╭──

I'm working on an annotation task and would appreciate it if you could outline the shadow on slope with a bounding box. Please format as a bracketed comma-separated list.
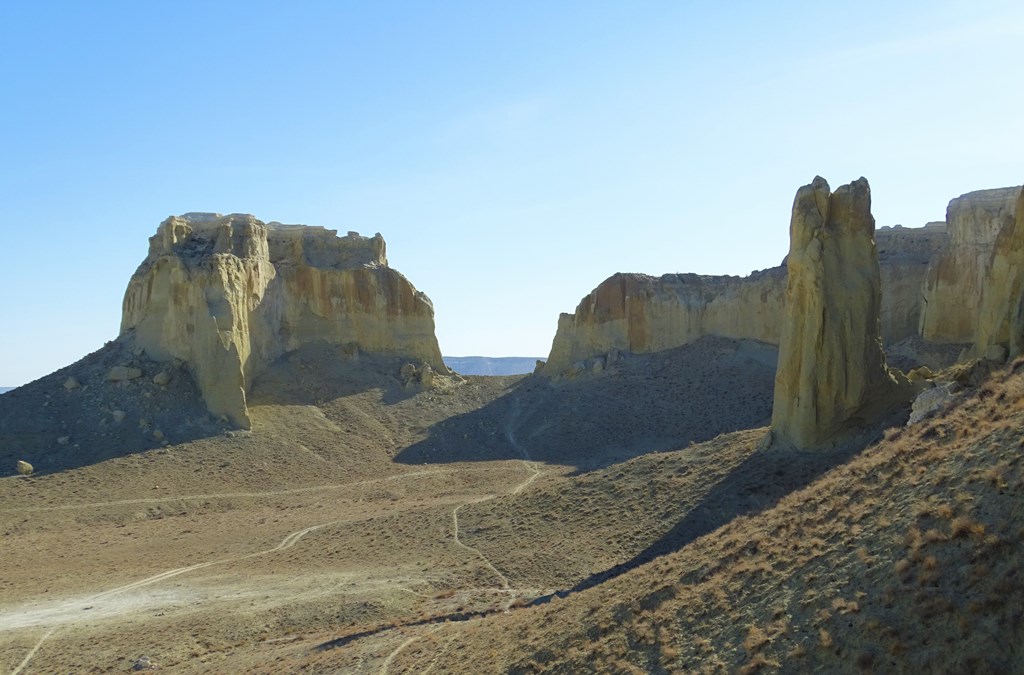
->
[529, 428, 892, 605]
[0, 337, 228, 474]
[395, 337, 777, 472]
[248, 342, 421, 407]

╰──
╭──

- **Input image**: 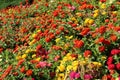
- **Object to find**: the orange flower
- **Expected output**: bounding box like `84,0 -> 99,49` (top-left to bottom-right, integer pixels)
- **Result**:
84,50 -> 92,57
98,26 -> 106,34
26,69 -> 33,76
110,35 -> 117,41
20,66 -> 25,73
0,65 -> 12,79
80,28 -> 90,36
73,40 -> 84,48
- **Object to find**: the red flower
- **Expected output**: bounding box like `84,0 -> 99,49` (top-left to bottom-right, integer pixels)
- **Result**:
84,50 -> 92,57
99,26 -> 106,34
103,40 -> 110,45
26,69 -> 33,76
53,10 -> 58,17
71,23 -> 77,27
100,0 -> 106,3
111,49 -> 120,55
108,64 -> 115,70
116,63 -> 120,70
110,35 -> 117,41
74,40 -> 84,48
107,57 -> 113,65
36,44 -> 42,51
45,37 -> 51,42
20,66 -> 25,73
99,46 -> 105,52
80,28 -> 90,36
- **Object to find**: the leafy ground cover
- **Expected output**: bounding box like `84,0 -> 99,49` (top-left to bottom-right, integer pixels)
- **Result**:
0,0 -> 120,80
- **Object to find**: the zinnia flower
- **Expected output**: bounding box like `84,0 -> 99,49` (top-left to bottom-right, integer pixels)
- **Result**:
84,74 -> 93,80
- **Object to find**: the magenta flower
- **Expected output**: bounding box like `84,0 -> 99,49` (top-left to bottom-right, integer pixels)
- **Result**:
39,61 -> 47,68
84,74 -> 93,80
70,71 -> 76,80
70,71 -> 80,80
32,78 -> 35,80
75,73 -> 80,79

╰──

◆ **Objective**
Can you rewrite everything from the line containing "- **Object to find**: the magenta flower" down to the line containing "75,73 -> 80,79", changing "integer pixels" to "whole pixels" and keeping the rest unchanged?

◆ **Answer for the task**
- **Object to find**: the magenta flower
- **Expected output**: bounding box like `84,0 -> 99,49` (top-left to bottom-right, whole pixels)
- **Result**:
39,61 -> 47,68
84,74 -> 93,80
70,71 -> 76,80
70,71 -> 80,80
32,78 -> 35,80
75,73 -> 80,79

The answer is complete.